§ **Information supplied**:
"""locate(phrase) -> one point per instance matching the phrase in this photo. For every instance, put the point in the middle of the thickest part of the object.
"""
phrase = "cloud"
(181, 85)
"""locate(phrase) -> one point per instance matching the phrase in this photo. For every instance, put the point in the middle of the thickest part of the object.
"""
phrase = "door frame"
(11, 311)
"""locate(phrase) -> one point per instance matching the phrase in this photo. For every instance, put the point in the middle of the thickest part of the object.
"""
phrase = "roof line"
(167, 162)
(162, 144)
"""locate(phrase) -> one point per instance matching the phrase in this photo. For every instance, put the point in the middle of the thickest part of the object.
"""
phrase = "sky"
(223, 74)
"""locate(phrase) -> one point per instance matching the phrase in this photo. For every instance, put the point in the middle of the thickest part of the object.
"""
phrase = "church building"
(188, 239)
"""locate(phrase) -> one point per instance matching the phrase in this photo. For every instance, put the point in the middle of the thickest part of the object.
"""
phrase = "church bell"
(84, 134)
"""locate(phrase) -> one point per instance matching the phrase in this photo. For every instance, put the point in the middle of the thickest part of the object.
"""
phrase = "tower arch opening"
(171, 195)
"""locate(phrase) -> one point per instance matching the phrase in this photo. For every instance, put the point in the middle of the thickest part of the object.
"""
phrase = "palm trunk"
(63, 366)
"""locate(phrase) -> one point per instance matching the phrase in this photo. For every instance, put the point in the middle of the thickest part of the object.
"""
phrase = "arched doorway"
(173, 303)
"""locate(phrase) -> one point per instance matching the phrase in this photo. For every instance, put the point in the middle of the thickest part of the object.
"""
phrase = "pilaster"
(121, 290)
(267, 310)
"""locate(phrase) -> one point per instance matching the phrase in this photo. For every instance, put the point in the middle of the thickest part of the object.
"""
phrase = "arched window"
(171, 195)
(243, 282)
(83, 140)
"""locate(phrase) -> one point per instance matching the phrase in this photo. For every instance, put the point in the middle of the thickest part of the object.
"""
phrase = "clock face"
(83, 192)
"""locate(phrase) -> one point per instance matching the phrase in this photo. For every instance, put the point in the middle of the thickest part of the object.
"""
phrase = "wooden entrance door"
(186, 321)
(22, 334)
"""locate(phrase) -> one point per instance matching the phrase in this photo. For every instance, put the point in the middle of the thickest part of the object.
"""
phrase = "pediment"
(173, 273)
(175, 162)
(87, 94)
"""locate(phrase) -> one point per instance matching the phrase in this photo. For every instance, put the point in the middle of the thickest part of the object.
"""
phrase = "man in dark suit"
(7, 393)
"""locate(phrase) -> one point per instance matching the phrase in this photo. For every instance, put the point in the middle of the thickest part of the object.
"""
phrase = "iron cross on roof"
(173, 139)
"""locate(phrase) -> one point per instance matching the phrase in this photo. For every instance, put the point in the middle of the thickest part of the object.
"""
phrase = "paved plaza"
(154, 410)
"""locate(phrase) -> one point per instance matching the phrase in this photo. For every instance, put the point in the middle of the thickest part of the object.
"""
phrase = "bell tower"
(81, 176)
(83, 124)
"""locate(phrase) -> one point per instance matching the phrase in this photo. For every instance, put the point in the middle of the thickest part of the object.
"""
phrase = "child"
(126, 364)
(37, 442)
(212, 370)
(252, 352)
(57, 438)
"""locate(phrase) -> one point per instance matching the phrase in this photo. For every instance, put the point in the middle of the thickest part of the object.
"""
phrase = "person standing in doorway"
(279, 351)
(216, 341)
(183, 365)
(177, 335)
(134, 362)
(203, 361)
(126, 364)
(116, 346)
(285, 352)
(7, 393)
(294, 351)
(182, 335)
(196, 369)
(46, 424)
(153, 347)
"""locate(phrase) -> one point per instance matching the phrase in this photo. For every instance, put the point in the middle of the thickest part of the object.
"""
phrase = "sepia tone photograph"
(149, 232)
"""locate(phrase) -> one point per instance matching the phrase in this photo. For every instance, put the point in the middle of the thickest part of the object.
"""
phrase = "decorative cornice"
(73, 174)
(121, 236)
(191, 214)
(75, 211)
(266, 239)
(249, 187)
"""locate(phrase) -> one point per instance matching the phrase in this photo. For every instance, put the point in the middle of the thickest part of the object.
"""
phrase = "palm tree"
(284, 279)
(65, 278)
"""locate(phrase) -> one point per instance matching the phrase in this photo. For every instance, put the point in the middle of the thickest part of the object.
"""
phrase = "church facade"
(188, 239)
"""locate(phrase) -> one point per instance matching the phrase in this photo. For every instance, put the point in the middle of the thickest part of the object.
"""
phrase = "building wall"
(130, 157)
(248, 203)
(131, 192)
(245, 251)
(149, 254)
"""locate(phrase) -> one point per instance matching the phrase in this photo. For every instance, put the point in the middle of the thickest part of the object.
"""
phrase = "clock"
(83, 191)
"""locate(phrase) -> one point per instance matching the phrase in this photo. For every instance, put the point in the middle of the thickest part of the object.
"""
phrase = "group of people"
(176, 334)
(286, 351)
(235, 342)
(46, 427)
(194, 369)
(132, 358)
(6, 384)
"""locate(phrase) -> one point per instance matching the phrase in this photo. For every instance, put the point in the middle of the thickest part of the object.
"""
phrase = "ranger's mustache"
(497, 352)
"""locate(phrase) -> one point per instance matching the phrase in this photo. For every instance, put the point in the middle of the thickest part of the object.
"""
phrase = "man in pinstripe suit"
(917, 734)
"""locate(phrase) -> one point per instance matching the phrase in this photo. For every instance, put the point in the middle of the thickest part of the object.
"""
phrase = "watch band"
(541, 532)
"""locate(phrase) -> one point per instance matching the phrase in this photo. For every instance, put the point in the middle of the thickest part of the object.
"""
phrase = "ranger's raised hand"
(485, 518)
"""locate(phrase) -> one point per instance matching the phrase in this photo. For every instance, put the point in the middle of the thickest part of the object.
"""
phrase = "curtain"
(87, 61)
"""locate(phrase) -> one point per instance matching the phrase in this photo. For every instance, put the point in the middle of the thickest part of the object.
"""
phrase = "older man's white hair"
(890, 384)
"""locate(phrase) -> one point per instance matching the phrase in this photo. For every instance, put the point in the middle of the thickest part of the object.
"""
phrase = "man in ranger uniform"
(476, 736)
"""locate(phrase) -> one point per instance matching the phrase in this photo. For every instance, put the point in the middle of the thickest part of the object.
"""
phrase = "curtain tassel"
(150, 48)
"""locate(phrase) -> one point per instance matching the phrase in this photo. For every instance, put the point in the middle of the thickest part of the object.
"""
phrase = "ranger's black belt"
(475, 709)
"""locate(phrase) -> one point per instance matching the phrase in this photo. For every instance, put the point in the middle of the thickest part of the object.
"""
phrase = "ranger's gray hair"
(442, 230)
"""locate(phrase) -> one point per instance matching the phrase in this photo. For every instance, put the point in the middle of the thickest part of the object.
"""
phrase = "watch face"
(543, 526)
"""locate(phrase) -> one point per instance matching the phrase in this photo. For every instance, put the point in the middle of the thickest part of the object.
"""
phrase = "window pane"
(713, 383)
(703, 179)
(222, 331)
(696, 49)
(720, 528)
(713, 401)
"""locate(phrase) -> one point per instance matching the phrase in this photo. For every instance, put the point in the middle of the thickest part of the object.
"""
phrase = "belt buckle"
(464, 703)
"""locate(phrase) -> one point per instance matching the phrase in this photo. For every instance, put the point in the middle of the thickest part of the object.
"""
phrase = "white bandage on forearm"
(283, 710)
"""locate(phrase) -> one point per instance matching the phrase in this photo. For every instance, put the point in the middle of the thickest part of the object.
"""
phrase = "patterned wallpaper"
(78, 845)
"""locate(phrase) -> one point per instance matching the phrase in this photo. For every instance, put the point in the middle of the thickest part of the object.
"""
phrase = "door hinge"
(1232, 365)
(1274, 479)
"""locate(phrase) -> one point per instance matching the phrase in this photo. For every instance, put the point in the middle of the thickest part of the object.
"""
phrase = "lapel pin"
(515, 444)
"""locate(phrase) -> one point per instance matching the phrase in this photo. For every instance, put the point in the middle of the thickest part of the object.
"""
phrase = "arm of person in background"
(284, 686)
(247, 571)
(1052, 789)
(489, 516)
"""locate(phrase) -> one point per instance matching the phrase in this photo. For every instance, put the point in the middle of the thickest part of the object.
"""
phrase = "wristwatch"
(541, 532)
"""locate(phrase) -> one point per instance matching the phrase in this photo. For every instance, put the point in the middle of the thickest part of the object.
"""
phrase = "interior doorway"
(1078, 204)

...

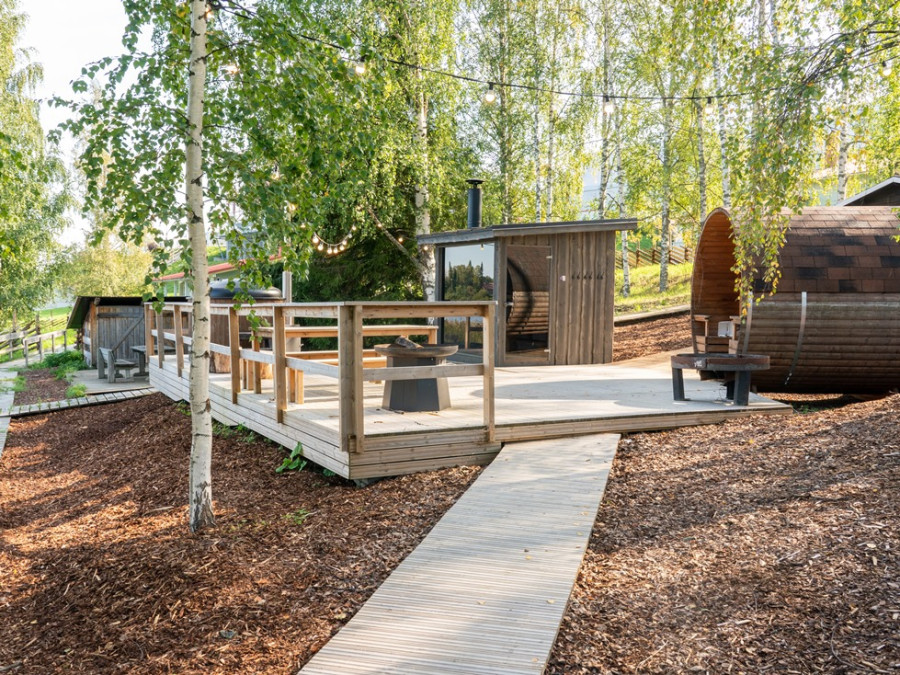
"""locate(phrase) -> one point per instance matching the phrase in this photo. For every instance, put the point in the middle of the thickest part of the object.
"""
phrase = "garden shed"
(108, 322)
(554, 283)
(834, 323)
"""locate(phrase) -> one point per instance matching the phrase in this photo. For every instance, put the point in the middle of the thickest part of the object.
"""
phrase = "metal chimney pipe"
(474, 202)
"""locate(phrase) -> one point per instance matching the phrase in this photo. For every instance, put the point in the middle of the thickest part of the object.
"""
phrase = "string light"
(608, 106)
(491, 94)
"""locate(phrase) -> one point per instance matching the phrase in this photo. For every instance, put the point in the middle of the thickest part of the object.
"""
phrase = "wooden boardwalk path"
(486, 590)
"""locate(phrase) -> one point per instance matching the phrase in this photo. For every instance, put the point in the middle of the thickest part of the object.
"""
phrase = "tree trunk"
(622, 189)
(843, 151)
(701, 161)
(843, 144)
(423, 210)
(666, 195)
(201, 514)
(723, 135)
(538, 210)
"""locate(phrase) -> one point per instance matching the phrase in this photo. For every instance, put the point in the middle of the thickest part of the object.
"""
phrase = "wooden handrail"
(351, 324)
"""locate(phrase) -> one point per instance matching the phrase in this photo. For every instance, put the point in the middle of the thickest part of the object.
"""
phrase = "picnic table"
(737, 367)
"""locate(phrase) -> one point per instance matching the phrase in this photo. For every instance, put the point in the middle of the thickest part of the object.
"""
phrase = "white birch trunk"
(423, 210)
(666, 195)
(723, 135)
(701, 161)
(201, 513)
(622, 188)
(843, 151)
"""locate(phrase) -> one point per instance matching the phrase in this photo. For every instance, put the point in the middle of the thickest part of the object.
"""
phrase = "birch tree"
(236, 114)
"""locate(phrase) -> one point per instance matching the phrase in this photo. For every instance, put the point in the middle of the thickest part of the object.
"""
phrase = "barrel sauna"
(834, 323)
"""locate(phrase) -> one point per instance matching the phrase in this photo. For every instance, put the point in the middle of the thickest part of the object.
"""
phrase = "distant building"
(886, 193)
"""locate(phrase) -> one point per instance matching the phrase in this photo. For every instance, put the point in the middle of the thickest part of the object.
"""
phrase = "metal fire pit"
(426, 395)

§ **Task statement**: Return every line of the records that contains the string "tree".

§ **Output for this task**:
phrase = "palm tree"
phrase = "tree trunk"
phrase = "birch tree"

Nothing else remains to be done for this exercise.